-- Short task --
Every record below should be printed exactly as given.

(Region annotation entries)
+ + +
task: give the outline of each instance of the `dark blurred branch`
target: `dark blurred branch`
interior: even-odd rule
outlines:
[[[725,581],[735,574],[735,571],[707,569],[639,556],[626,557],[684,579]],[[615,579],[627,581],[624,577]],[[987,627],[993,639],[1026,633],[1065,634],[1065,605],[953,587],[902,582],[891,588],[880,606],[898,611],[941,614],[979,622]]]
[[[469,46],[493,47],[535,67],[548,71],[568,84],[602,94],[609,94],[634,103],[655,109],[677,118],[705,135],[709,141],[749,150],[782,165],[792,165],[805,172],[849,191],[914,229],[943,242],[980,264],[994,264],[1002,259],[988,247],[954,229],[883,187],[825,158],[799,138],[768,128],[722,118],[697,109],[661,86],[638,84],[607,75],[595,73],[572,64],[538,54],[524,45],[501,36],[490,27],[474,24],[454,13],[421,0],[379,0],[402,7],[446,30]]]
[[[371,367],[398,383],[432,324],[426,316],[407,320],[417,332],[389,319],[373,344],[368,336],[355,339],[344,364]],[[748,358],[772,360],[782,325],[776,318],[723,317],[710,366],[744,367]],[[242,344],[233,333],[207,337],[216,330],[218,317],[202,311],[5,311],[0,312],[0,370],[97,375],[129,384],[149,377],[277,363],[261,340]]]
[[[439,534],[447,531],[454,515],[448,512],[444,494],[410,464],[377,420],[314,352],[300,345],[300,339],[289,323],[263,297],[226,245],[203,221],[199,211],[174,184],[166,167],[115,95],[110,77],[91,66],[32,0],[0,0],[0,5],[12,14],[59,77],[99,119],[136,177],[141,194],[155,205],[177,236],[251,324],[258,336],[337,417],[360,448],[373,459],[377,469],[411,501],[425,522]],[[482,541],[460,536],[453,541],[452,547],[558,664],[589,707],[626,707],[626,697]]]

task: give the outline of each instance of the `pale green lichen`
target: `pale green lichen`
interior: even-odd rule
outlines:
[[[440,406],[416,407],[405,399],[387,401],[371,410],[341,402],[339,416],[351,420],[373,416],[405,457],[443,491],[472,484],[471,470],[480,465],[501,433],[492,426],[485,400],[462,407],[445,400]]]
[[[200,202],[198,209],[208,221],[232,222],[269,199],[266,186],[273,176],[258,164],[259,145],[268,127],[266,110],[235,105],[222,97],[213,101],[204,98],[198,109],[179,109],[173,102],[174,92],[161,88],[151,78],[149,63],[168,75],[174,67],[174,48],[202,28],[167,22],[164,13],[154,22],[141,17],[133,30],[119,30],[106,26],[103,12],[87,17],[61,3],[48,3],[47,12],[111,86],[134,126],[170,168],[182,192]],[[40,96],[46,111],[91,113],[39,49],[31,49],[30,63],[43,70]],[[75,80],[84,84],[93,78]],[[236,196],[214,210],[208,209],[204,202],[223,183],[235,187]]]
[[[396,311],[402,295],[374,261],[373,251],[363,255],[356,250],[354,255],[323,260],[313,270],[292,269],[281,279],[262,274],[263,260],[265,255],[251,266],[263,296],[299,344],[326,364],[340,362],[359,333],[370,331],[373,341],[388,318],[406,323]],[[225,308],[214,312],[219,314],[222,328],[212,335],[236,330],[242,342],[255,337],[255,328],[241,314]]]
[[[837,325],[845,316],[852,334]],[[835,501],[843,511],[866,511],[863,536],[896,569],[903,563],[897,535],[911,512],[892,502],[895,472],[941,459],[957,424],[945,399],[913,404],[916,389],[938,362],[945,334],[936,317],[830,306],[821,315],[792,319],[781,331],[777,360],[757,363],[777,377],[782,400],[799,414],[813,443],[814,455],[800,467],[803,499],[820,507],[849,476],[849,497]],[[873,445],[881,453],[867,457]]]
+ + +
-- Correct answer --
task: give the outline of each instance of the `dark blurred branch`
target: `dark blurred branch`
interior: even-odd rule
outlines:
[[[725,581],[735,574],[735,571],[707,569],[639,556],[626,557],[684,579]],[[615,579],[627,581],[624,577]],[[987,627],[993,639],[1026,633],[1065,634],[1065,605],[953,587],[902,582],[891,588],[880,606],[898,611],[941,614],[979,622]]]
[[[469,46],[493,47],[535,67],[548,71],[568,84],[602,94],[609,94],[634,103],[655,109],[677,118],[705,135],[709,141],[749,150],[782,165],[792,165],[805,172],[849,191],[914,229],[943,242],[980,264],[994,264],[1002,259],[988,247],[954,229],[883,187],[825,158],[799,138],[768,128],[722,118],[697,109],[661,86],[638,84],[607,75],[595,73],[572,64],[538,54],[524,45],[501,36],[490,27],[474,24],[454,13],[421,0],[379,0],[402,7],[446,30]]]
[[[371,367],[398,383],[432,324],[426,316],[407,320],[417,332],[389,319],[373,344],[368,336],[355,339],[344,364]],[[748,358],[772,360],[782,325],[776,318],[723,317],[710,366],[744,367]],[[242,344],[233,333],[207,337],[216,330],[218,317],[202,311],[5,311],[0,312],[0,370],[97,375],[129,384],[149,377],[277,363],[261,340]]]
[[[439,534],[447,531],[454,515],[448,512],[444,494],[410,464],[377,420],[314,352],[300,345],[300,339],[289,323],[263,297],[226,245],[203,221],[199,211],[174,184],[166,167],[115,95],[110,77],[91,66],[32,0],[0,0],[0,5],[12,14],[59,77],[99,119],[136,177],[141,194],[155,205],[177,236],[251,324],[258,336],[337,417],[360,448],[373,459],[377,469],[411,501],[425,522]],[[482,541],[460,536],[453,541],[452,547],[558,664],[589,707],[626,707],[626,697]]]

task: give the outline of each instance of the `pale green lichen`
target: `pale green lichen`
interior: even-odd rule
outlines:
[[[440,406],[416,407],[405,399],[387,401],[371,410],[341,402],[339,416],[351,420],[373,416],[405,457],[443,491],[472,484],[471,470],[480,465],[501,433],[492,426],[485,400],[462,407],[445,400]]]
[[[200,202],[198,209],[208,221],[232,222],[269,199],[266,186],[273,176],[258,164],[259,145],[268,127],[266,110],[235,105],[222,97],[213,101],[204,98],[198,109],[179,109],[173,102],[174,92],[161,88],[151,78],[149,63],[168,75],[174,67],[174,48],[202,28],[167,22],[164,13],[154,22],[141,17],[133,30],[119,30],[106,26],[103,12],[87,17],[61,3],[48,3],[47,12],[111,86],[134,126],[170,168],[182,192]],[[40,96],[46,111],[91,113],[39,49],[31,49],[30,63],[43,70]],[[75,80],[84,84],[93,78]],[[236,196],[214,210],[208,209],[204,202],[223,183],[235,187]]]
[[[396,311],[402,295],[374,261],[373,251],[363,255],[356,250],[354,255],[323,260],[313,270],[292,269],[281,279],[262,274],[263,260],[265,255],[251,266],[263,296],[299,344],[326,364],[340,362],[359,333],[370,331],[373,341],[388,318],[406,323]],[[225,308],[214,312],[219,314],[222,328],[212,335],[236,330],[242,342],[255,337],[255,328],[241,314]]]
[[[837,325],[845,316],[852,334]],[[835,501],[843,511],[866,511],[863,536],[896,569],[903,563],[897,535],[911,512],[892,502],[895,472],[941,459],[957,424],[945,399],[913,404],[916,389],[938,362],[945,334],[936,317],[830,306],[821,315],[792,319],[781,331],[777,360],[757,363],[777,377],[782,400],[799,414],[813,443],[814,455],[800,467],[803,499],[820,507],[849,476],[849,497]],[[873,445],[881,453],[867,457]]]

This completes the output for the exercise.